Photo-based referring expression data
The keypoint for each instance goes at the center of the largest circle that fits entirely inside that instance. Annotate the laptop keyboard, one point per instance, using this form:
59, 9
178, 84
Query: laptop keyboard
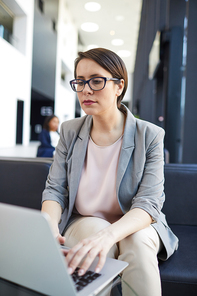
84, 280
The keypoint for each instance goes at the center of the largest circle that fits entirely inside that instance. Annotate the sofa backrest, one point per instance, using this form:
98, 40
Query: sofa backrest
180, 205
22, 180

▸ Exercise brief:
You need to restate all of the entries above exactly and leave the pictures behind.

▸ Response area:
The keypoint for each instance goes at the center of the largest circle that fits entirely inside that instance. Annotate the laptop keyboard, one point per instance, using this form:
59, 9
178, 84
Query: laptop keyboard
84, 280
The keypoint for each instance goes at the center of the largest circle that fits entirely inside that instance. Annotate the sofa backrest, one point per instance, using this form:
98, 40
Query: sofa backrest
180, 205
22, 180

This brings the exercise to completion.